[Object location annotation data]
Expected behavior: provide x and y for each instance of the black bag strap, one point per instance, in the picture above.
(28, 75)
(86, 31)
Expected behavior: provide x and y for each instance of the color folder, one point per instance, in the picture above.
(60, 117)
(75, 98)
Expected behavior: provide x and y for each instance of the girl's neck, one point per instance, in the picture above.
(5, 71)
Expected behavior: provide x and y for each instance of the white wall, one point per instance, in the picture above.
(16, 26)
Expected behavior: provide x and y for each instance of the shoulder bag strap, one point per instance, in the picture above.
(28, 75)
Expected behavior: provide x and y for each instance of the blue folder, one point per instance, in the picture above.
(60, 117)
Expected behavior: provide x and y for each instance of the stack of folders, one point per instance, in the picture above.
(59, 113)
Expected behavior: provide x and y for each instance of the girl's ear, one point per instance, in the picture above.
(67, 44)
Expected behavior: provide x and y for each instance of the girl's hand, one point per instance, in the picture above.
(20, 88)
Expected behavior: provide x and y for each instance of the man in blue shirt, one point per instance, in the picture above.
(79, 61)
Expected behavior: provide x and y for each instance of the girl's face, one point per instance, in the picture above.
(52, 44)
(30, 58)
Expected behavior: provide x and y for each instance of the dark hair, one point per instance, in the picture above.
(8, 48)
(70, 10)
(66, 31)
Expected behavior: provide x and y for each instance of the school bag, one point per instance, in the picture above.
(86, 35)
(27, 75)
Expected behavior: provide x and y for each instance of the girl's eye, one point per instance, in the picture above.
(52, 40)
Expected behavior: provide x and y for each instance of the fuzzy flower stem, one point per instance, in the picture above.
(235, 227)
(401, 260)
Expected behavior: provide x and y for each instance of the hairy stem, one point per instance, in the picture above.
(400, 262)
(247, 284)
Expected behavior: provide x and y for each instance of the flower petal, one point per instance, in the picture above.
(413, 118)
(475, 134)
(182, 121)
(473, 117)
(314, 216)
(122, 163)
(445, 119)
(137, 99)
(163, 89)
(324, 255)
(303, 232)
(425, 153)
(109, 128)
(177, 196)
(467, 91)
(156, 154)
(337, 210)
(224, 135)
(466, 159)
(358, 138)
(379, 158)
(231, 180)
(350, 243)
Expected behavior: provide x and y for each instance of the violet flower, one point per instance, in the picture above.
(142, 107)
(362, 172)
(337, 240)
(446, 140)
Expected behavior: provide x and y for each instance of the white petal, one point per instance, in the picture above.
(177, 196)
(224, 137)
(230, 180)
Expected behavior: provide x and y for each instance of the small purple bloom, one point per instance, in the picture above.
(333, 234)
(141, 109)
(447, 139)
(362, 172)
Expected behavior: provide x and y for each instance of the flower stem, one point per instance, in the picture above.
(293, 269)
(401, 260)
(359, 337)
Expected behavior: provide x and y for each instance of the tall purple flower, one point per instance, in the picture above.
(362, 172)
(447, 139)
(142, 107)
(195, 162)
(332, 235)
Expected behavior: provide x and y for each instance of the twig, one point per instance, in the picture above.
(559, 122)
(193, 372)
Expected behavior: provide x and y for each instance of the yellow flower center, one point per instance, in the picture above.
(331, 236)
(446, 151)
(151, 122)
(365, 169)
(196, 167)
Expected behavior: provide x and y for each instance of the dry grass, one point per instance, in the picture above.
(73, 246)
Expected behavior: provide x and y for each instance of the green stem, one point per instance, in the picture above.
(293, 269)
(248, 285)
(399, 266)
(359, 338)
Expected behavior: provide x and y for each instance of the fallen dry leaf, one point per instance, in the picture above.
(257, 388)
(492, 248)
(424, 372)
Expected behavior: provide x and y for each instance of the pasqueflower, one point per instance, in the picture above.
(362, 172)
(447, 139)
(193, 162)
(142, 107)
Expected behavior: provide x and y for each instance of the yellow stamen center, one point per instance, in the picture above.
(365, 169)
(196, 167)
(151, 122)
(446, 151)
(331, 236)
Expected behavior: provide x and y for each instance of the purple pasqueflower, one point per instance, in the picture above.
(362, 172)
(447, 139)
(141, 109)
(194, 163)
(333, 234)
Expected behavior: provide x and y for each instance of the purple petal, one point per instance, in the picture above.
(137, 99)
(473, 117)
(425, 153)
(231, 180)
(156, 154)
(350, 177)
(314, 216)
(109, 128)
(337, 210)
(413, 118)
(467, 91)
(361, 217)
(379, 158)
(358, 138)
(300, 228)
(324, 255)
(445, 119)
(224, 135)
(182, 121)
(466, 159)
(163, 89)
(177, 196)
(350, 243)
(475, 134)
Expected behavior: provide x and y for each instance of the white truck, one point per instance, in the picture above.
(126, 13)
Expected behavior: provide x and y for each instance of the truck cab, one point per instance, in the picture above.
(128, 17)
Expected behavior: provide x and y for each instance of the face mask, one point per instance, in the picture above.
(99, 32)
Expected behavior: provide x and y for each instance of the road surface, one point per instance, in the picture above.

• Aim of the task: Beginning at the line that contains "the pasqueflower, one", retype each line of the listing up to and including the last one, exactly as it stands, and nothing else.

• Solution to this task:
Expected behavior: provide x and y for each instance of the pasqueflower, one point per instance, in the picture above.
(362, 172)
(447, 139)
(193, 162)
(142, 107)
Expected behavior: provide x and y for each instance of the yellow stamen center, one point per instance, in the picture above.
(365, 169)
(196, 167)
(151, 122)
(446, 151)
(331, 236)
Expected behavior: provide x and y for each instance of the purple pasqueflower, one point per instance, in the picture above.
(362, 172)
(447, 139)
(141, 109)
(194, 163)
(333, 234)
Expected behavior: provide x and y for each instance of the purple petal, one point per instance, in the picture above.
(137, 99)
(473, 117)
(425, 153)
(231, 180)
(156, 154)
(350, 177)
(314, 216)
(109, 128)
(337, 210)
(413, 118)
(467, 91)
(361, 217)
(379, 158)
(358, 138)
(300, 228)
(324, 255)
(445, 119)
(224, 135)
(182, 121)
(466, 159)
(163, 89)
(177, 196)
(350, 243)
(475, 134)
Expected behavior: provide x and y for each instance of the white truck, one point per instance, in the picture above.
(126, 13)
Expected behavior: provide x and y for each instance of the truck cab, one point per instance, in the picture above.
(128, 17)
Expected behavior: provide x and y for each instance of the face mask, one point per instance, in the picture above.
(99, 32)
Expected behavior: provide x and y for each instance of the road surface, one point per instance, in the picture above.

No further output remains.